* Start PROVIDED DATA *
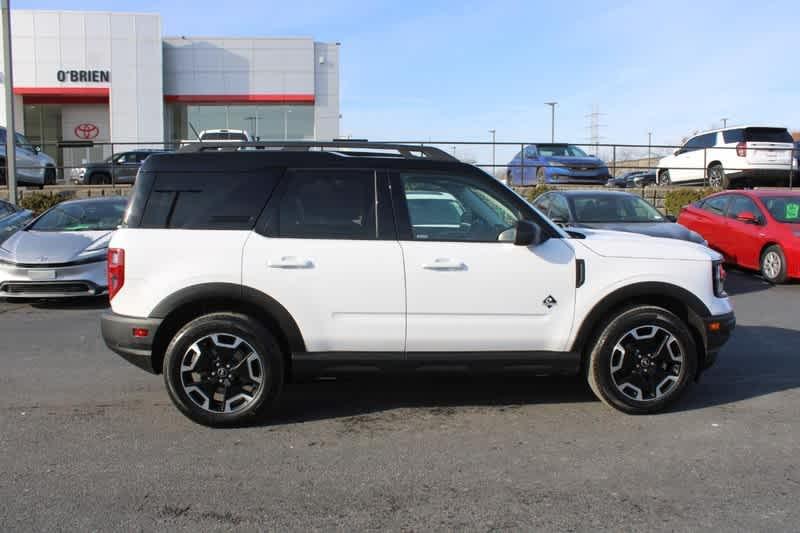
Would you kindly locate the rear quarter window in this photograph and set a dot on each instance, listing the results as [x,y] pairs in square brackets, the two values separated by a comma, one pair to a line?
* End PROVIDED DATA *
* Start PROVIDED DATA *
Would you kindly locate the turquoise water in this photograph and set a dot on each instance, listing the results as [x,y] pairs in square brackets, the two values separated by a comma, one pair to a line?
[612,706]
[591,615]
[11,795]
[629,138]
* End PROVIDED DATA *
* Start PROVIDED DATA *
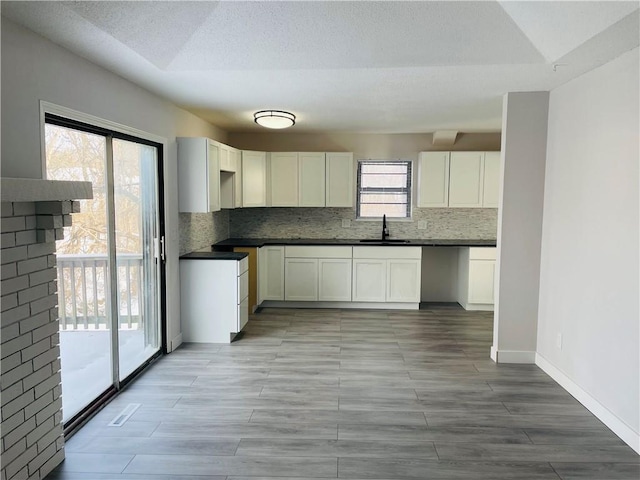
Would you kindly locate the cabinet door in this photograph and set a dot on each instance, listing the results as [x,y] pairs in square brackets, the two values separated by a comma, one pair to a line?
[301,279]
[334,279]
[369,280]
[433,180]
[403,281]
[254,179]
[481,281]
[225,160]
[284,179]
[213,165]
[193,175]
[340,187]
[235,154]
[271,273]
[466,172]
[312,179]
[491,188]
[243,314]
* End PROVIDED DATA *
WHAT THE EXERCISE ASKS -
Pick out and copy every line in the rows above that contains the word "rear". Case counts.

FINISHED EXERCISE -
Would you kindly locate the rear quarter window in this photograph and set a dot on each instance, listing the results as [x,y] pairs in square brackets, the two values separated by a comma, one pair to a line?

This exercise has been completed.